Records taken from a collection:
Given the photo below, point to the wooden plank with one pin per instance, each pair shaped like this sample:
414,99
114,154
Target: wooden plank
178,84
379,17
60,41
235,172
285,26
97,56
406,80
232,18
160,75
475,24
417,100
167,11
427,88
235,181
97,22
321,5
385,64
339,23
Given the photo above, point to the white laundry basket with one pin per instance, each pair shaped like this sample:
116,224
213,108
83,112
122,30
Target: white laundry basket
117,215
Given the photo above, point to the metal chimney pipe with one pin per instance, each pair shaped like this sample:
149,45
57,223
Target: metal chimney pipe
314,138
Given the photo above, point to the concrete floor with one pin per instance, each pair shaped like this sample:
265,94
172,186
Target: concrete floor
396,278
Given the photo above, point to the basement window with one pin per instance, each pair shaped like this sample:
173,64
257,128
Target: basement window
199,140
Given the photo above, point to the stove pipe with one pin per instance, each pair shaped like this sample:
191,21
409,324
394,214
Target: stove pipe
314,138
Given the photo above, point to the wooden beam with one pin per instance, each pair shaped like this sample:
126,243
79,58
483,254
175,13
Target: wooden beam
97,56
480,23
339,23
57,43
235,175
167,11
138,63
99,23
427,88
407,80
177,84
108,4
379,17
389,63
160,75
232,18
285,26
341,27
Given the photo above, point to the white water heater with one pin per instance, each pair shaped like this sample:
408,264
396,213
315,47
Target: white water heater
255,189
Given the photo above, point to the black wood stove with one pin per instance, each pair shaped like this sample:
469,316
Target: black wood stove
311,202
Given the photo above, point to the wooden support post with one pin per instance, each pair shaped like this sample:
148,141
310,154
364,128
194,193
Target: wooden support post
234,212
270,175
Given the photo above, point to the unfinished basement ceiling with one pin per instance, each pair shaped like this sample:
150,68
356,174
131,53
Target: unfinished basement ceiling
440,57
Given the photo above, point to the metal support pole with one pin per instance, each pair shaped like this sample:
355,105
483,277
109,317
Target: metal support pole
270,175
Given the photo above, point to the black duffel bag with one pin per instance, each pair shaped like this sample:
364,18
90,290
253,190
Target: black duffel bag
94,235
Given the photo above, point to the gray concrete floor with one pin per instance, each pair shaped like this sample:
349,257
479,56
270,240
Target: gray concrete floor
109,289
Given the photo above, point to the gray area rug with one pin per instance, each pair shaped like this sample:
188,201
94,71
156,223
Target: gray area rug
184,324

## Instructions to follow
Rewrite all of the records above, substituting "one marker per instance" for each occurrence of "one pin per instance" and leaving everything else unchanged.

## Task answer
Given the photo below, point to the wooden plank with one marker per instance, each pair shaped like this sample:
414,99
114,154
Target: wooden plank
178,84
379,17
60,41
235,172
285,26
97,56
406,80
232,18
160,75
475,24
417,100
167,11
427,88
235,181
97,22
321,5
385,64
339,23
Given the photo above, point to the white laundry basket with one marker per instance, each pair shaped like this sample:
116,224
213,108
83,112
122,30
Target: white laundry basket
117,215
Given the photo above, point to the metal chimney pipe with one marker per instance, each pair shaped like this sample:
149,45
57,223
Target: metal chimney pipe
314,138
Given the photo above, point to the concrete floor with one marker per instance, each pair shaped like this sample:
265,94
172,186
Target: concrete floor
396,278
Given the photo above, point to the basement window with one marker per instance, each pair shaped like this sample:
173,64
257,128
Target: basement window
199,140
Given the photo above, point to the stove pipe with one marker per instance, each pair shaped like this sample:
191,21
409,324
394,214
Target: stove pipe
314,138
Given the photo above, point to the wooden beam with one marker per instance, each pair shaped like this sample:
126,243
79,58
483,254
175,13
Target: wooden beam
97,56
480,23
339,23
57,43
235,175
167,11
138,63
99,23
427,88
407,80
177,84
108,4
379,17
389,63
160,75
232,18
285,26
341,27
Given the photo above, point to the white water heater with one marker per instance, each pair shaped like this sample:
408,264
396,213
315,47
Target: white water heater
255,189
Given the photo above, point to the black wood stove with one marker per instance, each pair shaped like this sample:
469,316
Target: black wood stove
311,202
Given the photo above, point to the wooden support post with one marker per instance, each pair shaped like this sample:
148,141
310,154
364,128
194,193
Target: wooden support post
234,212
270,175
Given the photo above, point to the unfinished basement ceiling with one marker per instance, each pair shaped like this sample:
150,68
356,174
131,53
Target: unfinished basement ceiling
440,57
Given the photo above, point to the metal support pole with one marker per instance, each pair shaped like this sample:
355,105
483,277
109,317
Target: metal support pole
270,175
Given the photo above, point to the black duffel bag with one marker per instance, each pair shaped like this sample:
364,18
90,290
253,190
Target: black duffel bag
94,235
Given the photo above, point to the gray concrete floor with one marker per instance, each pair shaped like this sample:
349,257
479,56
270,240
Target: gray concrete floor
109,289
Given the photo above, point to the gray area rug with one marker per instance, each pair shaped like this sample:
188,201
94,71
156,223
Target: gray area rug
184,324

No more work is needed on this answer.